§ Exercise instructions
Rewrite the material starting at the line containing "the bear's black" and ending at its last line, with "formation chart" changed to "layout map" and everything else left the same.

START Supplied records

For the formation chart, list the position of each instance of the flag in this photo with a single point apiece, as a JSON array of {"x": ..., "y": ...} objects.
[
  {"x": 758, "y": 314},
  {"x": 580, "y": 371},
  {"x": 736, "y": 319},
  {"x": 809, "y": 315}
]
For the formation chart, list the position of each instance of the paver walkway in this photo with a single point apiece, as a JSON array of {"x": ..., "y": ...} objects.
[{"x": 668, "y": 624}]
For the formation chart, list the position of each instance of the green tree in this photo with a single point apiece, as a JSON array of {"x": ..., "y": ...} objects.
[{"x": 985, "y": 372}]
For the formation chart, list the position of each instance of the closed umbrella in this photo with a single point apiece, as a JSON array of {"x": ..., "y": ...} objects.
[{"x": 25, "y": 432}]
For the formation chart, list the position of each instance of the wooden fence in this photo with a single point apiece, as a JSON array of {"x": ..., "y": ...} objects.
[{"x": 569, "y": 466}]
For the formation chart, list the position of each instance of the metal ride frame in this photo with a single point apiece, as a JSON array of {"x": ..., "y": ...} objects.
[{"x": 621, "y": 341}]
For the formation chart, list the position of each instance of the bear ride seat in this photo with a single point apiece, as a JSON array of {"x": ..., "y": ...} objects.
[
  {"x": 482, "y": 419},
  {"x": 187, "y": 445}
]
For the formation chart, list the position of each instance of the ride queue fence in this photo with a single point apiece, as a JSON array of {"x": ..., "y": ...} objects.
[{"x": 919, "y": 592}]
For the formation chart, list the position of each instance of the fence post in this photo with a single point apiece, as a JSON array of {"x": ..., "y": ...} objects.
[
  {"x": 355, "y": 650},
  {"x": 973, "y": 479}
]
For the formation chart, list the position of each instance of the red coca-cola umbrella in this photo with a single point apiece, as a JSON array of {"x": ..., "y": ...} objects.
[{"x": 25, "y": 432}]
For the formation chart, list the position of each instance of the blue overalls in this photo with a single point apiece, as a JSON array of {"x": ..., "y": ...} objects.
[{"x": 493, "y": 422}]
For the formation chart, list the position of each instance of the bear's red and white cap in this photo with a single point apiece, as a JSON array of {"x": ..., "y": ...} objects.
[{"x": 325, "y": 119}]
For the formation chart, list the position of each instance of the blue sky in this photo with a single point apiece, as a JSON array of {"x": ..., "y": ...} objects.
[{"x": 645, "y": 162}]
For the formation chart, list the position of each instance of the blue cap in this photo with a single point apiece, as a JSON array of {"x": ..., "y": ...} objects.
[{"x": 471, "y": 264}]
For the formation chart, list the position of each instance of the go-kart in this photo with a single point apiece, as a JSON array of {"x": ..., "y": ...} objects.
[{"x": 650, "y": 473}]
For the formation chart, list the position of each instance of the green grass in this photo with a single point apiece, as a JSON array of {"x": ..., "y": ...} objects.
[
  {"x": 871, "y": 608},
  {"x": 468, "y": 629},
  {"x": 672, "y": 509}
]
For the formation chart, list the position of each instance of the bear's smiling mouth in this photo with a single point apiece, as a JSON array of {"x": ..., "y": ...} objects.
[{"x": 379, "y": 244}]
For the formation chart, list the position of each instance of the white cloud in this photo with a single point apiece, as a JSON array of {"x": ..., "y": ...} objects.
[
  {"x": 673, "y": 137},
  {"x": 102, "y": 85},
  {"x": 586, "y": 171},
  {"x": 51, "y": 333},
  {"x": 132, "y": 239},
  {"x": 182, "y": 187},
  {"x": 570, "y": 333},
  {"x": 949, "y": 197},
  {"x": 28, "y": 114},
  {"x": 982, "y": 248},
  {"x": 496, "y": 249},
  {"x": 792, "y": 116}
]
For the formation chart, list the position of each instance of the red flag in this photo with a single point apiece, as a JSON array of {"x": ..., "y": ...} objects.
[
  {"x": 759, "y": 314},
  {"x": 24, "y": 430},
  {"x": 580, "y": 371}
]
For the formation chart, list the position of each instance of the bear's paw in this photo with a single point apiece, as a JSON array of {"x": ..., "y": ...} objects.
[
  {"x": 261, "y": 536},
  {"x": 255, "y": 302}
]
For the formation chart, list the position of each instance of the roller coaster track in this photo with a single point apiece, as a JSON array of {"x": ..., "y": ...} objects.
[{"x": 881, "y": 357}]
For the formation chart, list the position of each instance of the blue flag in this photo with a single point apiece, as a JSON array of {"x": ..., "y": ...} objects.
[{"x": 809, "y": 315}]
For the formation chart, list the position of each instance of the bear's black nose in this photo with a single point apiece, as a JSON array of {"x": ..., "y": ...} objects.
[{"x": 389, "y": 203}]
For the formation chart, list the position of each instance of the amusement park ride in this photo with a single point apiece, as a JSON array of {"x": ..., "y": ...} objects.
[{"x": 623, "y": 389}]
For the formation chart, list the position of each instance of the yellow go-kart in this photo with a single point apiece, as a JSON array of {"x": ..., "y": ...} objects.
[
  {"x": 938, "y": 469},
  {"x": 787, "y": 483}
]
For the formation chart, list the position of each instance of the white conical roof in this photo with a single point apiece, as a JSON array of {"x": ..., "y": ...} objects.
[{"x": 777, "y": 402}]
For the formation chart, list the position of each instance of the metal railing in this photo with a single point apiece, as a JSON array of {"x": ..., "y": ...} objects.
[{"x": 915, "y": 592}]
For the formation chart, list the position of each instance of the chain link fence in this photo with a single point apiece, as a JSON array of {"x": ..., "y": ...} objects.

END Supplied records

§ Task solution
For the layout map, list the position of each instance of the bear's black nose in this photo with a single point apiece, as a JSON array of {"x": ..., "y": ...} objects.
[{"x": 389, "y": 203}]
For the layout map, list the position of each instance of the amusement park ride in this photo with a single point apiece, as a JSON array of {"x": ..., "y": ...} objects.
[{"x": 623, "y": 389}]
For the layout map, list the position of each instance of the yellow go-kart in this photo with a single point apiece, as a JSON array of {"x": ..., "y": ...} objects.
[
  {"x": 938, "y": 469},
  {"x": 787, "y": 483}
]
For the layout map, list the position of each instance of the white conical roof in this photo with a single point apiece, as a JSON array of {"x": ..., "y": ...} objects.
[{"x": 777, "y": 402}]
For the layout map, list the position of each instance of the metal railing in this photo with a single point apiece, as a JSON array of {"x": ..., "y": ...} objects.
[{"x": 915, "y": 592}]
For the layout map, list the position of each instance of the chain link fence in this photo with a single point apiece, as a JSON array of {"x": ..., "y": ...} objects.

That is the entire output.